§ Texte à lire:
SENS MATÉRIEL. — DÉFINITION. — TEMPLES ANTIQUES. — NOMBRE IMPAIR DES COLONNES LATÉRALES. — LE FRONTON. — TEMPLE D’ÉLEUSIS — D’OLYMPIE. — LES ACROTÈRES. — TEMPLE DE PHIGALIE-D’ÉRECHTHÉE. — LE COLISÉE. — VERSAILLES. — LA COLONNADE ET LA COUR DU LOUVRE. — DU CARRÉ. — DALLAGES. — PANNEAUX. — MÉTOPES. — BAIES CARRÉES — EURYTHMIQUES.

Nous ne savions encore les définir ces idées, mais nous savions les voir.

P. ANDRÉ.

On comprend que d’une division hiérarchique résultent la variété, l’ordre, l’harmonie; mais comme les formes primitives ne comportent que des rapports simples de hauteur et de largeur, le motif déterminant des quantités relatives, inégales, n’a pas une origine aussi évidente. Cette origine nous la trouvons dans la loi du sens.

Le sens est un état de la forme qui permet de saisir au premier coup d’œil les différences entre la hauteur et la largeur, entre une façade et ses côtés. L’indication des milieux est aussi une dépendance de cette loi. Trop méconnue dans nos édifices, la loi du sens a été parfaitement comprise des architectes des temples antiques, comme du Parthénon, du grand temple de Pæstum, etc. Leur façade est d’une largeur double de la hauteur. La longueur latérale est de quatre à cinq fois la hauteur. Ces rapports rendent tellement sensibles les différences de leurs dimensions, qu’il ne peut rester aucun doute à cet égard dans le jugement du spectateur. C’est une expression franche, loyale et satisfaisante d’où résulte la beauté. Quelques architectes anciens, et à leur suite quelques modernes, n’ont pas tenu suffisamment compte de cette importante condition du beau, qui cependant a été observée dans les colonnades du Louvre et de la place de la Concorde.

§ Travail demandé:
1 - Résume sous forme de liste le paragraphe du texte sur la loi du sens qui commence par « Le sens est un état de la forme », en gardant ses faits principaux.
2 - Recopie le passage du texte sur la loi du sens qui commence par les mots « On comprend que » et s'achève sur « loi du sens. », en renommant « formes primitives » en « formes de base ».
Les données ne jouent aucun rôle dans ce travail.

§ Données fournies:

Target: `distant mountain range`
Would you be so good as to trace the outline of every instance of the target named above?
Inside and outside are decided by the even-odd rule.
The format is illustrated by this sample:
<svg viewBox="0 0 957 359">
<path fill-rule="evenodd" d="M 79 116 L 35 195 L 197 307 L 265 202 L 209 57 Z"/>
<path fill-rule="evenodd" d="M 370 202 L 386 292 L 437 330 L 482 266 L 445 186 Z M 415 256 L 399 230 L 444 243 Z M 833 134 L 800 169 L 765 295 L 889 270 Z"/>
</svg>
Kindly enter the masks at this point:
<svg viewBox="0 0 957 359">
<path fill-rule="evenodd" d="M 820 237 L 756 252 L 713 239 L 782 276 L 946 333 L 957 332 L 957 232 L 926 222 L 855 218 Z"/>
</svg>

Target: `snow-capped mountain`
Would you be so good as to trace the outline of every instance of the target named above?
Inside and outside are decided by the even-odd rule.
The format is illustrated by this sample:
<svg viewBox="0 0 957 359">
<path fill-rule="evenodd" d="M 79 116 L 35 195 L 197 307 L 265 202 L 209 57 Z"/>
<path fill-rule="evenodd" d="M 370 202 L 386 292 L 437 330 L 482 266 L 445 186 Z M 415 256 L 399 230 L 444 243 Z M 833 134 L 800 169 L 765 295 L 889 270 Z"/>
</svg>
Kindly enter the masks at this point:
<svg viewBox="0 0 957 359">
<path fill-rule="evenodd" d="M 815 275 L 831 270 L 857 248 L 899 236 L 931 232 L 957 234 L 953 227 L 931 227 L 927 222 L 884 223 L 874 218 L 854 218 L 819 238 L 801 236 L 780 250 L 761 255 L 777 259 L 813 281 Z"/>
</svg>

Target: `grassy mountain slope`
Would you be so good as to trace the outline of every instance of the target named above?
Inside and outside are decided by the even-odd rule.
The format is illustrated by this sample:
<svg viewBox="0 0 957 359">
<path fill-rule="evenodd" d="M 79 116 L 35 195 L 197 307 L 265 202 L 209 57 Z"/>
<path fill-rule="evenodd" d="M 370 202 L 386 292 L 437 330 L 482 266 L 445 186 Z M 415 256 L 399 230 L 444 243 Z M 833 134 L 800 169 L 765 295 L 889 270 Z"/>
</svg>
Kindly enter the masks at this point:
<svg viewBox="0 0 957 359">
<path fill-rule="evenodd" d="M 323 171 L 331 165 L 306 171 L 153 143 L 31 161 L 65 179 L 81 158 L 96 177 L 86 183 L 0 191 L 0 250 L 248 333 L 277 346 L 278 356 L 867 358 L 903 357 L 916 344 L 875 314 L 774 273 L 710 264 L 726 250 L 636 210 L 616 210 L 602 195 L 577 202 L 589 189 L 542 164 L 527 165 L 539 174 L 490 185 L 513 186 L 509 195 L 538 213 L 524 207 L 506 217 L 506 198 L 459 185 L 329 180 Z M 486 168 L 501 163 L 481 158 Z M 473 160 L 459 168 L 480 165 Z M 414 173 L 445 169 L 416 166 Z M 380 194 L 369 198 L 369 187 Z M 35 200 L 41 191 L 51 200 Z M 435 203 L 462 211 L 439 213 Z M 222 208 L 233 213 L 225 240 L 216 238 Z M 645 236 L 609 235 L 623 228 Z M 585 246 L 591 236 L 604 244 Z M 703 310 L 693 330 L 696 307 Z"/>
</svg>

§ Réponses par tâche:
1 -
- Le sens est un état de la forme qui fait saisir au premier coup d'œil les différences entre la hauteur et la largeur, et entre une façade et ses côtés. L'indication des milieux dépend aussi de cette loi.
- Trop méconnue dans nos édifices, cette loi a été parfaitement comprise par les architectes des temples antiques, comme ceux du Parthénon ou du grand temple de Pæstum.
- Leur façade est deux fois plus large que haute, et leur longueur latérale vaut de quatre à cinq fois la hauteur.
- Ces rapports rendent les différences de dimensions si nettes que le spectateur n'a aucun doute. Cette expression franche et loyale produit la beauté.
- Quelques architectes anciens, puis quelques modernes, ont négligé cette condition du beau. Elle a pourtant été respectée dans les colonnades du Louvre et de la place de la Concorde.

2 -
On comprend que d’une division hiérarchique résultent la variété, l’ordre, l’harmonie; mais comme les formes de base ne comportent que des rapports simples de hauteur et de largeur, le motif déterminant des quantités relatives, inégales, n’a pas une origine aussi évidente. Cette origine nous la trouvons dans la loi du sens.